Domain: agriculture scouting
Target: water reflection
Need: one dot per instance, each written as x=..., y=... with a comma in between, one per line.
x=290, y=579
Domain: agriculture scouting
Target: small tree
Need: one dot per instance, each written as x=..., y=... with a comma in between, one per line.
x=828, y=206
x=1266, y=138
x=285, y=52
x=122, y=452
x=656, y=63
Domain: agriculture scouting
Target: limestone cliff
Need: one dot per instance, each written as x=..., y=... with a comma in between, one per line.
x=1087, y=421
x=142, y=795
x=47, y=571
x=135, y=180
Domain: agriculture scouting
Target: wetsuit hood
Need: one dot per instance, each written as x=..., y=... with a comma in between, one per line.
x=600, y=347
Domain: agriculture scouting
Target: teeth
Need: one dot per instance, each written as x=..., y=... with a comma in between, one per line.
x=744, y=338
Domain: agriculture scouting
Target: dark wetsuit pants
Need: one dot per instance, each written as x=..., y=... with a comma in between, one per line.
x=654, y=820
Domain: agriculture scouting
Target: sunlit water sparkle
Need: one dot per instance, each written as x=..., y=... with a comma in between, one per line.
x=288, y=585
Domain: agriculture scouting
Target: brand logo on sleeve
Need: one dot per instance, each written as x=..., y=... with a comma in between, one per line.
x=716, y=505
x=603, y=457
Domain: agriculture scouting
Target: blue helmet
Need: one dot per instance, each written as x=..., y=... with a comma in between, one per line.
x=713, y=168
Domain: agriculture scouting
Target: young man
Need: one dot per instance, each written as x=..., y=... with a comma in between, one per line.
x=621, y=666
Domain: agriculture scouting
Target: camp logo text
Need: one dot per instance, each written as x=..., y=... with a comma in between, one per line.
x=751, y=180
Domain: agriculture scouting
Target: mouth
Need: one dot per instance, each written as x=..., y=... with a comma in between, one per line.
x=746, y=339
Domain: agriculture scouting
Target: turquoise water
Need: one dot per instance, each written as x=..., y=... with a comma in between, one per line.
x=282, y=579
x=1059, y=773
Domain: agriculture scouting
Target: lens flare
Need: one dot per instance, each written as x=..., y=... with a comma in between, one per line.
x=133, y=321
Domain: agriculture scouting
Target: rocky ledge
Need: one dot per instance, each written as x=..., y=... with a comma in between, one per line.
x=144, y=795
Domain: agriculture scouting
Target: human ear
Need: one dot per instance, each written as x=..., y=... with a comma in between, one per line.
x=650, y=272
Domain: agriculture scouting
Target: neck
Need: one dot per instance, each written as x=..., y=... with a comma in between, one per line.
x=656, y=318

━━━━━━━━━━

(WHAT THE EXERCISE ASKS):
Starting at the beginning of the records and ending with the line that holds "x=656, y=63", inclusive, write those lines out again, requests included. Shift every point coordinate in the answers up by 111.

(SOLVED EXERCISE):
Domain: agriculture scouting
Target: water reflection
Need: one dot per instance, each written as x=..., y=... with a comma in between, one per line.
x=401, y=690
Domain: agriculture scouting
Target: small tree
Need: one dot per instance, each written as x=..., y=... with a comma in between, one per line.
x=939, y=317
x=1377, y=249
x=396, y=163
x=233, y=563
x=767, y=174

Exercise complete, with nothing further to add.